* **EXERCISE AIM**
Format every line of the records below as a JSON list of strings, one string per line, skipping blank lines. Omit the pictures from your answer.

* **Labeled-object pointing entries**
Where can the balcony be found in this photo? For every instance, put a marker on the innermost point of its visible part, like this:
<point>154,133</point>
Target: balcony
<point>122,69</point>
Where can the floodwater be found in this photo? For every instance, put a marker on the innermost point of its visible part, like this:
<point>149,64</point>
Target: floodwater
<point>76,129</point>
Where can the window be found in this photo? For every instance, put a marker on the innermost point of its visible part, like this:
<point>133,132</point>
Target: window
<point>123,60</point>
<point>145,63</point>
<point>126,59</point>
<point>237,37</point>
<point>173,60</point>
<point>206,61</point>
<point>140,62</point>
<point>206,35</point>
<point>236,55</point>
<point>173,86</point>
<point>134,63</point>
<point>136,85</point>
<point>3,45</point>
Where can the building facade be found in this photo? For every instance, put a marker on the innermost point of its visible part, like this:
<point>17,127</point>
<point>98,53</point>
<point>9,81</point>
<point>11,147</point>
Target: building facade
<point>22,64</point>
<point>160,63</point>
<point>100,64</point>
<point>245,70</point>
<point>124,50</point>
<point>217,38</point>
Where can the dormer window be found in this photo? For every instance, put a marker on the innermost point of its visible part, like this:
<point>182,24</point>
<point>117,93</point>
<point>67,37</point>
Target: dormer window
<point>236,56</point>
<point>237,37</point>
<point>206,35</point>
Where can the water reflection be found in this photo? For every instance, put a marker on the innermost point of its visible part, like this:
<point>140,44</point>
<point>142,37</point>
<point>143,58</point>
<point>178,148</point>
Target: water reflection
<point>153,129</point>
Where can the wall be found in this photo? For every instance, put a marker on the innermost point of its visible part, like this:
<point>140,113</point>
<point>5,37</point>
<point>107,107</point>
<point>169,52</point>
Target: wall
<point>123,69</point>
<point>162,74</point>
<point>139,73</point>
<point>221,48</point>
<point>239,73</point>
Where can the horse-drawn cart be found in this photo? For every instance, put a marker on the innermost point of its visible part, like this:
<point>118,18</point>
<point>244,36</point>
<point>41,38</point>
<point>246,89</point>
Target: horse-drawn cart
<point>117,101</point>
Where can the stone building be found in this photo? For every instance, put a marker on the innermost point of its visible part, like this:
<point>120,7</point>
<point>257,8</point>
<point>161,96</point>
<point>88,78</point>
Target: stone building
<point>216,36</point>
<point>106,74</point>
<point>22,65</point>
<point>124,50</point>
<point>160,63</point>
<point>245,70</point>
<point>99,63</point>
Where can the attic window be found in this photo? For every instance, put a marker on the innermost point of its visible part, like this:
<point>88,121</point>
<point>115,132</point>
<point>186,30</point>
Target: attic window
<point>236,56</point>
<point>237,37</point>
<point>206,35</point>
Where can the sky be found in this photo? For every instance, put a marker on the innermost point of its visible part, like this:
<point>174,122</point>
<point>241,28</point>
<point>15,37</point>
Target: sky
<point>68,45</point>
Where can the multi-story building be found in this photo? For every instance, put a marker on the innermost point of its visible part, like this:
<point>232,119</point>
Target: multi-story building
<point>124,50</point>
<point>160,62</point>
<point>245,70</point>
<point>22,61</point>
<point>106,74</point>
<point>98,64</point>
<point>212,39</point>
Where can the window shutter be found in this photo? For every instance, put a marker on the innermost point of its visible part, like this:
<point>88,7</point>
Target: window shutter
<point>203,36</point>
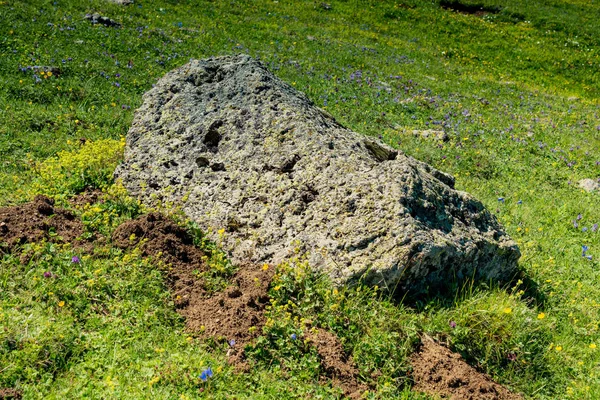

* **EXERCISE RESULT**
[
  "Where can the balcony be found in this photo? For every instance, put a marker on the innermost point of its visible part, like this:",
  "<point>154,133</point>",
  "Target: balcony",
  "<point>122,69</point>",
  "Where can the floodwater be found in this photo? For every instance, put a marker on the innermost point of its visible part, like this:",
  "<point>149,64</point>",
  "Target: floodwater",
  "<point>76,129</point>",
  "Where can the window be found in this photo? For every instance, put a marker on the innermost point of its visible part, like this:",
  "<point>133,132</point>",
  "Target: window",
  "<point>123,60</point>",
  "<point>145,63</point>",
  "<point>126,59</point>",
  "<point>237,37</point>",
  "<point>173,60</point>",
  "<point>206,61</point>",
  "<point>140,62</point>",
  "<point>206,35</point>",
  "<point>236,55</point>",
  "<point>173,86</point>",
  "<point>134,63</point>",
  "<point>136,85</point>",
  "<point>3,45</point>",
  "Where can the building facade be found in this photo? For every instance, put a marker on the innermost point of its visible part, like this:",
  "<point>17,127</point>",
  "<point>98,53</point>",
  "<point>9,81</point>",
  "<point>11,147</point>",
  "Target: building facade",
  "<point>22,64</point>",
  "<point>160,63</point>",
  "<point>100,64</point>",
  "<point>245,70</point>",
  "<point>124,50</point>",
  "<point>217,38</point>",
  "Where can the dormer window be found in this photo? For every instance, put a marker on the innermost point of its visible part, like this:",
  "<point>182,24</point>",
  "<point>117,93</point>",
  "<point>67,37</point>",
  "Target: dormer window",
  "<point>236,56</point>",
  "<point>237,37</point>",
  "<point>206,35</point>",
  "Where can the water reflection be found in this photo? For every instance, put a marker on the innermost point of its visible part, like this:",
  "<point>140,44</point>",
  "<point>142,37</point>",
  "<point>143,58</point>",
  "<point>178,148</point>",
  "Target: water reflection",
  "<point>153,129</point>",
  "Where can the wall be found in this photo? For every instance, put a marker on the innermost point of its visible part, like this:",
  "<point>140,113</point>",
  "<point>5,37</point>",
  "<point>107,107</point>",
  "<point>169,52</point>",
  "Target: wall",
  "<point>123,69</point>",
  "<point>162,74</point>",
  "<point>139,73</point>",
  "<point>221,48</point>",
  "<point>239,73</point>",
  "Where can the horse-drawn cart be found in this photo? For every instance, put a marker on the innermost point of its visible part, like this:",
  "<point>118,18</point>",
  "<point>244,36</point>",
  "<point>41,38</point>",
  "<point>246,89</point>",
  "Target: horse-drawn cart",
  "<point>117,101</point>",
  "Where can the stone building be found in this photo? For every instance, put a marker on the innermost point of its visible part, like this:",
  "<point>120,7</point>",
  "<point>257,8</point>",
  "<point>161,96</point>",
  "<point>88,78</point>",
  "Target: stone building",
  "<point>216,36</point>",
  "<point>106,74</point>",
  "<point>22,65</point>",
  "<point>124,50</point>",
  "<point>160,63</point>",
  "<point>245,70</point>",
  "<point>99,63</point>",
  "Where can the attic window be found in this photo? For every instance, put a marker on the innermost point of its visible part, like this:",
  "<point>88,121</point>",
  "<point>115,132</point>",
  "<point>186,30</point>",
  "Target: attic window",
  "<point>236,56</point>",
  "<point>237,37</point>",
  "<point>206,35</point>",
  "Where can the sky be found in this photo? For every instance, put a marker on the innermost point of its visible part, like this:",
  "<point>174,122</point>",
  "<point>241,28</point>",
  "<point>15,37</point>",
  "Target: sky",
  "<point>68,45</point>",
  "Where can the multi-story building be found in this photo? For every instance, put a marker on the innermost point of its visible part, like this:",
  "<point>232,119</point>",
  "Target: multi-story building",
  "<point>124,50</point>",
  "<point>160,62</point>",
  "<point>245,70</point>",
  "<point>22,61</point>",
  "<point>106,74</point>",
  "<point>98,64</point>",
  "<point>212,39</point>",
  "Where can the window shutter be found in this photo? For every instance, put a marker on the innermost point of its visible part, like this:",
  "<point>88,7</point>",
  "Target: window shutter",
  "<point>203,36</point>"
]